● **Requirement 1**
In the profile of Kennette Benedict, what position did she hold when she joined the Ploughshares Fund board?
● **Requirement 2**
Transcribe the portion of the Kennette Benedict profile starting at "When Kennette Benedict" and ending at "alien to her.".

● **Reading passage**
When Kennette Benedict joined the board of the Ploughshares Fund in 2012, she was Executive Director and Publisher of Bulletin of the Atomic Scientists, at the apex of a distinguished professional career devoted to spotlighting the existential risks of nuclear weapons and reducing the likelihood they might ever be used.

While I had never previously spoken with Kennette, I had known of her for more than 30 years. In the early 1980s, my wife was a misfit young graduate student in the political science department at the University of Illinois in Urbana-Champaign, where Kennette was at the time herself a young assistant professor. My wife befriended Kennette, and as she later told me (over and over again), Kennette’s friendship anchored, sustained, and stabilized her in a rural midwestern outpost that was otherwise entirely alien to her.

For this reason, I had high expectations for my recent conversation with Kennette, and she did not disappoint. Staring directly into the nuclear heart of darkness, year after year, is not work for the faint of heart, but like other women who have for decades been part of the arms control and international security community, Kennette has consistently brought a steady voice to the conversation, a gracious manner and ready wit, layered upon an acute intelligence and unwavering resolve. In these years of service, Kennette has also emerged as an important source of institutional memory for the history of international arms control, and the role played by the international science community, in the decades following military use of the first atomic weapons in August 1945.

● **Entries shown**
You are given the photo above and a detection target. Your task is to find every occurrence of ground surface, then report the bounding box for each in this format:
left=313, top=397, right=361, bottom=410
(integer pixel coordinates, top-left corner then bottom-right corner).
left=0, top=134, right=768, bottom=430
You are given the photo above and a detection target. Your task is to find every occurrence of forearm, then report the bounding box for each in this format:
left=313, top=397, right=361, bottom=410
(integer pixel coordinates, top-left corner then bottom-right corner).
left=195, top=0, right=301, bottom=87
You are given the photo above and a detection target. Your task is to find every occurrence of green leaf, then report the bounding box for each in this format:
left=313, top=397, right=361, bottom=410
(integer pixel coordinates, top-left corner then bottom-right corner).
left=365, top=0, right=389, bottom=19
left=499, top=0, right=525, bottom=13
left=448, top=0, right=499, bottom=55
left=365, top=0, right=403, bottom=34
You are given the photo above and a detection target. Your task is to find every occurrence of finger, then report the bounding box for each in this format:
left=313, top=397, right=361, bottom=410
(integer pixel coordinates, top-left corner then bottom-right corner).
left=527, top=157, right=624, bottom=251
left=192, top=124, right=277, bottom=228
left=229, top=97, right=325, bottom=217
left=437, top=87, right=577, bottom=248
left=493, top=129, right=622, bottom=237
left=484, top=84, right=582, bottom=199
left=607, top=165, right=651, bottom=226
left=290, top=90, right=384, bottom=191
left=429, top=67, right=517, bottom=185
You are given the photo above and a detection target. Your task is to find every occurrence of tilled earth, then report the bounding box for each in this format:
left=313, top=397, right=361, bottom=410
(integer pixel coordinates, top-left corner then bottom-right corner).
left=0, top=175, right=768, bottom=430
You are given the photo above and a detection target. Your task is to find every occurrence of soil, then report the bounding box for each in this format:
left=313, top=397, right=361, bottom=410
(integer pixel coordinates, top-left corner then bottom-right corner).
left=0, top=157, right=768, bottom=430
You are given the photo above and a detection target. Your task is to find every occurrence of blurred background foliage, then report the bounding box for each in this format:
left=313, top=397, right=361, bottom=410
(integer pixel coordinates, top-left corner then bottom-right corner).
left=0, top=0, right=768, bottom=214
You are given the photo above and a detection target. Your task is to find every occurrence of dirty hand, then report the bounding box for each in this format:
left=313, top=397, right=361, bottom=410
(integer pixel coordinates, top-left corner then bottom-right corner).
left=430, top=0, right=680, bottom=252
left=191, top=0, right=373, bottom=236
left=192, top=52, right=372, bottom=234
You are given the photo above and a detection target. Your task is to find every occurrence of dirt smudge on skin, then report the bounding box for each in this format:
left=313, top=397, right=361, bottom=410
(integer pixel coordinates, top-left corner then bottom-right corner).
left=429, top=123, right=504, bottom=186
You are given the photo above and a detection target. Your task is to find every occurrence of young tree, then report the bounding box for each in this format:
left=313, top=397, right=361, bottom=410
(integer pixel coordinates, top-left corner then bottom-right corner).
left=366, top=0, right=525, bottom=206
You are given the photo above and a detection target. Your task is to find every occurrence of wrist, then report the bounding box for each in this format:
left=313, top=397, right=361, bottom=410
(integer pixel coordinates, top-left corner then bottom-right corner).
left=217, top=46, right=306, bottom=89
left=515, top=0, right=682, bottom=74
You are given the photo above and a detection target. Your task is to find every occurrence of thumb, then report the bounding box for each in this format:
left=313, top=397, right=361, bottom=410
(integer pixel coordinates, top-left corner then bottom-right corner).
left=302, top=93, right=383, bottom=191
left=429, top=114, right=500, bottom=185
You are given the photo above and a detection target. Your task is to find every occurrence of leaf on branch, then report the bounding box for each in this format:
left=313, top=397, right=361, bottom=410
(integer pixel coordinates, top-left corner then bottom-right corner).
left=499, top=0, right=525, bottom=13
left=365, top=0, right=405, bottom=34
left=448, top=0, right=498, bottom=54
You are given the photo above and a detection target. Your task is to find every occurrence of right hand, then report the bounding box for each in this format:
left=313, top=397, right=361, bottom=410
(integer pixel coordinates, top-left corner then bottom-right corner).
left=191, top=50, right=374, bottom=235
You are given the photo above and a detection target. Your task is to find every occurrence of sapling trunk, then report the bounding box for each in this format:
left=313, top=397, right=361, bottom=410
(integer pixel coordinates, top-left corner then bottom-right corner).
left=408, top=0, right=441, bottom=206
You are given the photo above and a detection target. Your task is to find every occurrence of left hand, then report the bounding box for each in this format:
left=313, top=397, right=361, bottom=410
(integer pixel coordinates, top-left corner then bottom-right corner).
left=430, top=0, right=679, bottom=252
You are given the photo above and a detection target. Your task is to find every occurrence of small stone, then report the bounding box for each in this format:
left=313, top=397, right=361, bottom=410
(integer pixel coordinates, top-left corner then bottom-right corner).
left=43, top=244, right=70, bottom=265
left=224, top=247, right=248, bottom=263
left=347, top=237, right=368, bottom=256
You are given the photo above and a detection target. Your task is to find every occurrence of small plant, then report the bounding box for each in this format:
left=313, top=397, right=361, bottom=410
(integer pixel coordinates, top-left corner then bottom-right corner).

● **Exercise output 1**
She was Executive Director and Publisher of Bulletin of the Atomic Scientists.

● **Exercise output 2**
When Kennette Benedict joined the board of the Ploughshares Fund in 2012, she was Executive Director and Publisher of Bulletin of the Atomic Scientists, at the apex of a distinguished professional career devoted to spotlighting the existential risks of nuclear weapons and reducing the likelihood they might ever be used.

While I had never previously spoken with Kennette, I had known of her for more than 30 years. In the early 1980s, my wife was a misfit young graduate student in the political science department at the University of Illinois in Urbana-Champaign, where Kennette was at the time herself a young assistant professor. My wife befriended Kennette, and as she later told me (over and over again), Kennette’s friendship anchored, sustained, and stabilized her in a rural midwestern outpost that was otherwise entirely alien to her.